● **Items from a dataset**

--- START ---

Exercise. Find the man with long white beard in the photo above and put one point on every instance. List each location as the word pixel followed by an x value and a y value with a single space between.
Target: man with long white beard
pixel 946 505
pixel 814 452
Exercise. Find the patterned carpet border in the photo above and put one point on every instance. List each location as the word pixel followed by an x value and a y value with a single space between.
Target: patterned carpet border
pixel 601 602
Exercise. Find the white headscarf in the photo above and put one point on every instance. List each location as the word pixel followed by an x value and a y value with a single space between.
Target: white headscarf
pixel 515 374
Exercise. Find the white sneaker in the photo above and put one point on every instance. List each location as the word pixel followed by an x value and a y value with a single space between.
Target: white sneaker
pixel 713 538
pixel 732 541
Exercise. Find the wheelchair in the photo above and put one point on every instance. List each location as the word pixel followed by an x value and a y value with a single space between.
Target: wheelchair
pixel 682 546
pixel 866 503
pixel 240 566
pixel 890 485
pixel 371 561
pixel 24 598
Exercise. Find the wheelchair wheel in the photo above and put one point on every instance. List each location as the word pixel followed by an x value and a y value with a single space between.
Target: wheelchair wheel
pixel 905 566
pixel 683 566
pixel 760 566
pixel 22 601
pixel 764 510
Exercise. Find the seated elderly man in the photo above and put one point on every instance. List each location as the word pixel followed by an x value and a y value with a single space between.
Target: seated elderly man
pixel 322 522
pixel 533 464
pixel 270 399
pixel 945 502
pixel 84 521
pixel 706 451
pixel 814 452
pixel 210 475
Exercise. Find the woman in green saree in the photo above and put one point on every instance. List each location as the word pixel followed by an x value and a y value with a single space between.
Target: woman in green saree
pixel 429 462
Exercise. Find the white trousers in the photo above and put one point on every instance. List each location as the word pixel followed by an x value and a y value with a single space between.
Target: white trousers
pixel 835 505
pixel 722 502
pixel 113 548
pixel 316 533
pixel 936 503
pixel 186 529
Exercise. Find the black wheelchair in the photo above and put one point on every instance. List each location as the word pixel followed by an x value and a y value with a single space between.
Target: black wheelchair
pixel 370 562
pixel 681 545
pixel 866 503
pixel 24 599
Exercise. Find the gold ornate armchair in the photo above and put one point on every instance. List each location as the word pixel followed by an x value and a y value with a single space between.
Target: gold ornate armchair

--- END ---

● **Work to complete**
Each line of the data above that contains the string "armchair" should be counted; give only the total.

● **Written answer**
2